Sayfa Alıntısı:
Son şampiyon Almanya yenilirken son Dünya Kupası’nın ev sahibi Brezilya puan kaybetti ve bu sonuçlara bu iki ülke insanları dışında herkes sevindi. İlk yarısını Rusya’nın açık hava müzesi niteliğine sahip Kültür Park’ını gezmeye feda ettiğim maçın ikinci yarısında Kolarov attığı gol ise Sırbistan’ı grubunda liderliğe taşıdı. Güne ‘İstanbul’ Restoran’da kahvaltıyla başlamak ise kalan saatleri keyifli tamamlamama yetti.
Cumartesinin yoğun mesaisi pazar günü güzel bir kahvaltıyla şenlendirilmeliydi. Daha önceki yazılarımda da size bahsettiğim 23 yıldır Moskova’da yaşayan Gazete Duvar okuru Mehmet’in, pazar sabahı kahvaltıya gitme teklifi aklımda ilk bu düşünceyi uyandırmıştı. Hem pazar günü de cumartesi kadar uzun olacaktı ve iyi bir kahvaltı etmek gerekliydi. Adres, şehrin kuzeyinde yer alan Tsarigrad, yani Çar Şehri, yani İstanbul Restoran’dı. Antik Travel turizm şirketinin sahibi Hakan Bey’in daveti için restorana vardığımızda masa hazırdı bile.

Çıkarılan Bilgiler:
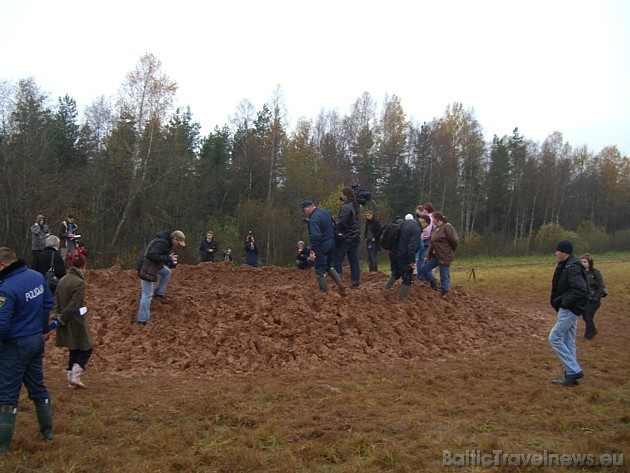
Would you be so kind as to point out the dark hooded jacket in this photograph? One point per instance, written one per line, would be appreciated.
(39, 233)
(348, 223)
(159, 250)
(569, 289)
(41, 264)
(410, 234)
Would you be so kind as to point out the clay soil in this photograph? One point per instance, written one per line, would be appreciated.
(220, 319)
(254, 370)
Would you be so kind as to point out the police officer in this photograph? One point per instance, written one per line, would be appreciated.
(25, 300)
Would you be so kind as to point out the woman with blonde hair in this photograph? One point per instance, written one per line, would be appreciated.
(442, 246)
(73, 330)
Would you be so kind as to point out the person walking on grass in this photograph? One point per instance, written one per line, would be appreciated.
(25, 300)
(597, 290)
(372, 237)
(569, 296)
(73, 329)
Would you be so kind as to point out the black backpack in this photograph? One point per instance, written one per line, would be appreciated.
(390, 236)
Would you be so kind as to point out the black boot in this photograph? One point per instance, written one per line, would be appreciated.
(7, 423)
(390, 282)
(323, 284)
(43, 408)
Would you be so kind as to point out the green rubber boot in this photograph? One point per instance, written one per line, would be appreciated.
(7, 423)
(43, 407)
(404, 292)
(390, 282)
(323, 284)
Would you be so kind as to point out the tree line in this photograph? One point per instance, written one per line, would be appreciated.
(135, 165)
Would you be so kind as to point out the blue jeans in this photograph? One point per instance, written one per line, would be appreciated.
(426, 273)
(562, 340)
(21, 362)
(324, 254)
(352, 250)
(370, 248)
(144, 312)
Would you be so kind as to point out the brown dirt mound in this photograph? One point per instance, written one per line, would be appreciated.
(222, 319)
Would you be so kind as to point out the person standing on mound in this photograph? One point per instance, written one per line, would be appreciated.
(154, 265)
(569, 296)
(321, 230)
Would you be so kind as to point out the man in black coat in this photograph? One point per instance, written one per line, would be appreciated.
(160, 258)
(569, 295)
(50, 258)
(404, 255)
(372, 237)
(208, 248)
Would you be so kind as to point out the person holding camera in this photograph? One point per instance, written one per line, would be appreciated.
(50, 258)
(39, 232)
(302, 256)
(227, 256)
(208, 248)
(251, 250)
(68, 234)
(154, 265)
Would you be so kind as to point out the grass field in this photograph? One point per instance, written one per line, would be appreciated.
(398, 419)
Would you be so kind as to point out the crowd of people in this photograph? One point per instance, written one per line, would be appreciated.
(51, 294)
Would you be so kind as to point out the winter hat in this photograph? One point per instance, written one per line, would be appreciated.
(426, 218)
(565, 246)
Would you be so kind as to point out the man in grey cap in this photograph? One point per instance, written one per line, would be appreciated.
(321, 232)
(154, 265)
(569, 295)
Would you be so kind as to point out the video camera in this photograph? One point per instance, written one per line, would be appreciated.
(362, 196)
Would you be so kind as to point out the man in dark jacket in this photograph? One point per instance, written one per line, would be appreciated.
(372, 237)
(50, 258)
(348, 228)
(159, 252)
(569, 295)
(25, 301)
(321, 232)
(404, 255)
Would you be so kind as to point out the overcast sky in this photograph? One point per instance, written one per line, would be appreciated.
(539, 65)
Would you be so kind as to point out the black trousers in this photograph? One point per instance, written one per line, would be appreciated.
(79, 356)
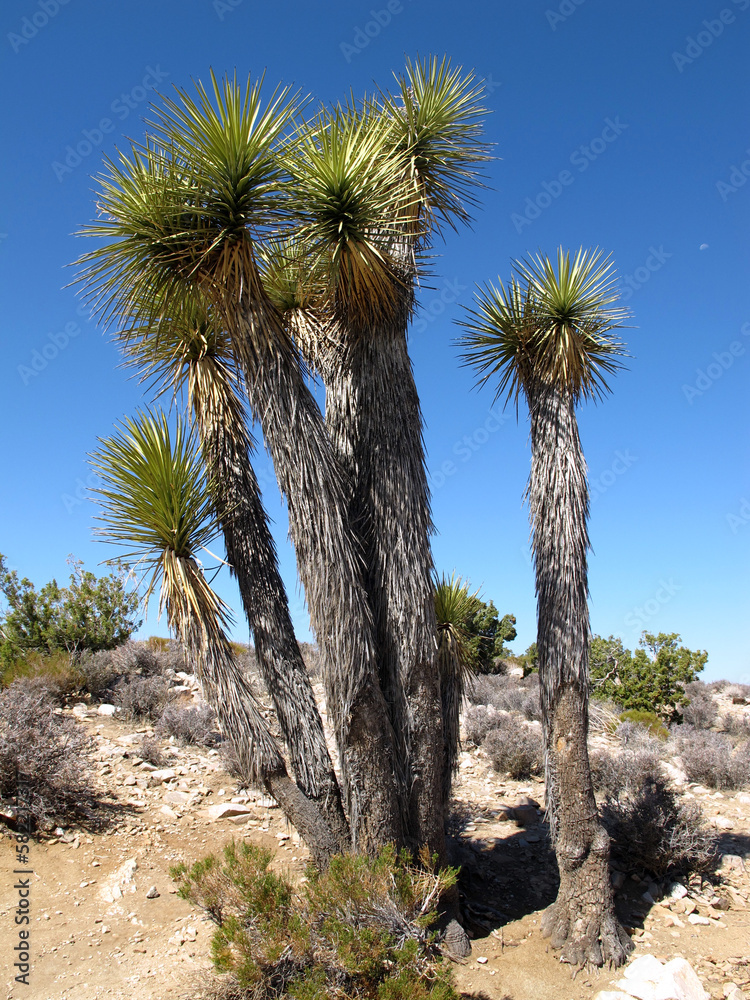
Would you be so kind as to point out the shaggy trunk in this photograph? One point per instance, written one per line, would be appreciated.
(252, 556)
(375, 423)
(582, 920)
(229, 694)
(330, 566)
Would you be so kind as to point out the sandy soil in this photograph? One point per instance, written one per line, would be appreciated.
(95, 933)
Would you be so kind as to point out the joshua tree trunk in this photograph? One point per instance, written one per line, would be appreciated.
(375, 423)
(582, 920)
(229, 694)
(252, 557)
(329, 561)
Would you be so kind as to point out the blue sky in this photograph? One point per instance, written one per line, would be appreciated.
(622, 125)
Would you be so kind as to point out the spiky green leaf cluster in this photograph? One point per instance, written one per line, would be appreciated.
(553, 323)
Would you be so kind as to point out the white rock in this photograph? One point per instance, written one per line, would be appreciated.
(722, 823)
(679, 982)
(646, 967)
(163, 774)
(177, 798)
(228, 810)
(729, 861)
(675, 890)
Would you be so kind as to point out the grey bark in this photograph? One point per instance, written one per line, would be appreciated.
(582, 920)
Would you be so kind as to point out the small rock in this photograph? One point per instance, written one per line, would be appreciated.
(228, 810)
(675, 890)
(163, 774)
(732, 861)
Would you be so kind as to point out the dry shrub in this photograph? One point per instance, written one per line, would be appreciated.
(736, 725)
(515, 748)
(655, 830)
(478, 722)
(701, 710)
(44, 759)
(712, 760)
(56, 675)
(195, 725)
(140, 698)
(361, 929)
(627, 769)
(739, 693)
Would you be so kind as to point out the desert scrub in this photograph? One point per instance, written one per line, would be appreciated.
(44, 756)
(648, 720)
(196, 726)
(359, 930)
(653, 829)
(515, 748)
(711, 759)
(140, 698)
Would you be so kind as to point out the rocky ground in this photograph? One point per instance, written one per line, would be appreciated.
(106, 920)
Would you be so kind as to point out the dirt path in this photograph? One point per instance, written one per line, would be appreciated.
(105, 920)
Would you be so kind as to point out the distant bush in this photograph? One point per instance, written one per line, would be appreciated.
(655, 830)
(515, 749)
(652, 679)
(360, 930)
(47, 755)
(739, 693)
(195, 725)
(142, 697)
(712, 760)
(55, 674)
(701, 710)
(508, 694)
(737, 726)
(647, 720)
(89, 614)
---
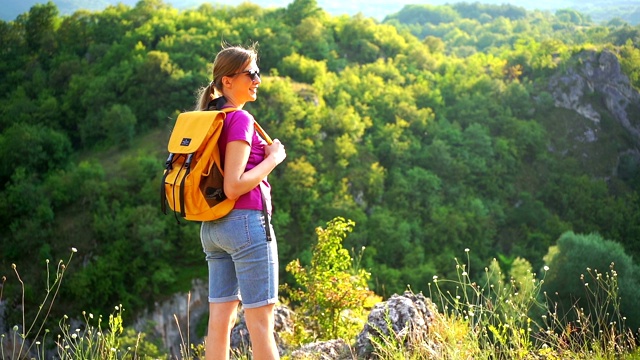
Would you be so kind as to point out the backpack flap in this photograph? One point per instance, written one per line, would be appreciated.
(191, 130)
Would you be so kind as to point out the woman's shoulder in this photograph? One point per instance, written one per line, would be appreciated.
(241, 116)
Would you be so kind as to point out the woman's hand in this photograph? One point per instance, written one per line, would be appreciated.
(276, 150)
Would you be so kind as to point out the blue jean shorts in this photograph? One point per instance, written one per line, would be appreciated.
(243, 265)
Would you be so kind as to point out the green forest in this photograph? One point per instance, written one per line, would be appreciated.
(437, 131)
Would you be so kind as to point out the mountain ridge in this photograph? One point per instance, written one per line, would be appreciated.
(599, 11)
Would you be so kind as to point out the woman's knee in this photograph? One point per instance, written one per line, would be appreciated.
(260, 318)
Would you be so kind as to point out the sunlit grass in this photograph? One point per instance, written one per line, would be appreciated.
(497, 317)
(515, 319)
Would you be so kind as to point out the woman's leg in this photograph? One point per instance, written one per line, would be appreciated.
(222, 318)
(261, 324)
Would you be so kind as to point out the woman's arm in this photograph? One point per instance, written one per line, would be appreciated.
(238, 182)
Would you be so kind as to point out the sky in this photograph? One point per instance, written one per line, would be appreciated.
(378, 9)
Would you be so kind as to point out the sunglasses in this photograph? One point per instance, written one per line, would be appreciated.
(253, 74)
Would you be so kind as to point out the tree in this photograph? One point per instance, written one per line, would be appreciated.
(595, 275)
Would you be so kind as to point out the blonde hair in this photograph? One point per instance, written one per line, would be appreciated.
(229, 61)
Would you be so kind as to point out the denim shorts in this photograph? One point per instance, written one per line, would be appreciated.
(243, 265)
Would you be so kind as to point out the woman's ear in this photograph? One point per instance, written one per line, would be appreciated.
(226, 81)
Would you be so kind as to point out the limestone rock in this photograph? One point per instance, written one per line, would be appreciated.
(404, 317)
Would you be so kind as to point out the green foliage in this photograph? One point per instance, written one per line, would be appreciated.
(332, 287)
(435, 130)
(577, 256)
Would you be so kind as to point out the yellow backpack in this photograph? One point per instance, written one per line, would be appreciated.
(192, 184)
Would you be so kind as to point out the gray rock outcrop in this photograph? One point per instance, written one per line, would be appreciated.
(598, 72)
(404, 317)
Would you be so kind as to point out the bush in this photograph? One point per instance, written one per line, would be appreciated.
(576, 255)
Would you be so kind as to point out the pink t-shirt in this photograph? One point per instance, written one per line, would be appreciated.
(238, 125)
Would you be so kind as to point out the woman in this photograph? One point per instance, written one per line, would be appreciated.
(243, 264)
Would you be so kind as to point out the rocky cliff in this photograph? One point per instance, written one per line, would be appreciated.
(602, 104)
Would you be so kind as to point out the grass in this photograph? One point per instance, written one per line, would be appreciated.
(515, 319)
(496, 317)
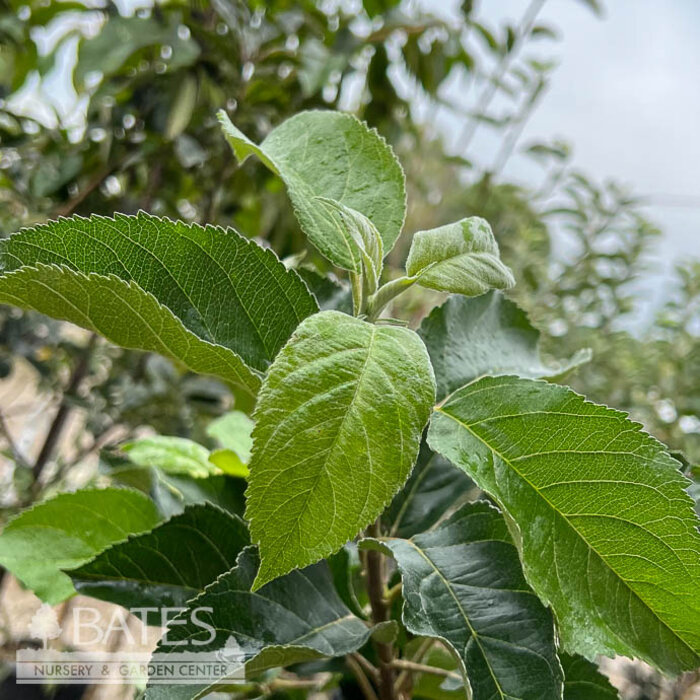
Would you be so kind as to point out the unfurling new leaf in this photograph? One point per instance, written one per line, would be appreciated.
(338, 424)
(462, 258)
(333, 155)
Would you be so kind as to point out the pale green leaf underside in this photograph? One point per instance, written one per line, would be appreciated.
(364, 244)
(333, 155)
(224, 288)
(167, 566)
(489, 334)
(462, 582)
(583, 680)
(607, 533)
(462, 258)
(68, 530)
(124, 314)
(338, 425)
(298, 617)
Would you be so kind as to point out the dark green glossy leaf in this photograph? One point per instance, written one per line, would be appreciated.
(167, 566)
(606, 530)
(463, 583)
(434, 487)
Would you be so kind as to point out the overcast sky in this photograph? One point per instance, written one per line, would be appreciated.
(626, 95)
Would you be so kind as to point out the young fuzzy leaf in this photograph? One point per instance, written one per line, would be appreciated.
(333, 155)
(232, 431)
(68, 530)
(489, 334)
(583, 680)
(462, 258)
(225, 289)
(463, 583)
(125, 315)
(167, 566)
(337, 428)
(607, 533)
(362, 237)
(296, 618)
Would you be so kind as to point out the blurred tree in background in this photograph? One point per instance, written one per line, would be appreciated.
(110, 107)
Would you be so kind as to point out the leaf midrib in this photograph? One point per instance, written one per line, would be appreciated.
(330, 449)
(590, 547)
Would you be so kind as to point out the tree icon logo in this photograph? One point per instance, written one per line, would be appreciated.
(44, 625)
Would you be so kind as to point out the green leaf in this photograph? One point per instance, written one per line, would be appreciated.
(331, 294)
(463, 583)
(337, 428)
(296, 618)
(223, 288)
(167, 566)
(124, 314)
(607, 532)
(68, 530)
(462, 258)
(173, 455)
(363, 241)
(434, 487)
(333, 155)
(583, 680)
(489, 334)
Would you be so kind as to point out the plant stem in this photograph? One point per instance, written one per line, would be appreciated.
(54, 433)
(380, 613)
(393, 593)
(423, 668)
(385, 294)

Yapılacaklar:
1. Dünya Kupası yazısında adı geçen bütün ülkeleri sıralayın.
2. Lütfen Dünya Kupası yazısını son cümlesinden sonra devam ettirin.

Çıktılar:
1. Almanya, Brezilya, Rusya, Sırbistan

2.
Uzun soluklu bol çaylı, yediğimizin önümüzde yemediğimizin arkamızda kalmadığı, çünkü her şey o kadar lezzetliydi ki yemediğimiz bir şey olmadı ki arkamızda kalsın, kahvaltı sohbeti sırasında, Caner Erkin’den, Hasan Kabze’den, Fatih Tekke’den, Gökdeniz Karadeniz’den bahsederken her Türk erkeğinin hayatının bir bölümünü kapsadığı gibi lisanslı futbolculuk hikayelerine daldığımızı fark ettik. Mehmet de, Hakan da biraz şanslı ve doğru yerde doğru zamanda doğru insanların yanlarında olsalar, bir ihtimal Süper Lig, belki de 1. ya da 2. Lig’de profesyonel futbolcu olarak onları da görebilirdik. Hakan’ın ağabeyi Hayrettin Lülebaş bu söylediğim seviyelere gelebilmişti. Ama bu hikayede doğru yerde doğru zamanda doğru insanlarla bir arada olan biri vardı, o da bendim.
HER ÇOCUK BİR GÜN LİSANSLI FUTBOL OYNAYACAKTIR!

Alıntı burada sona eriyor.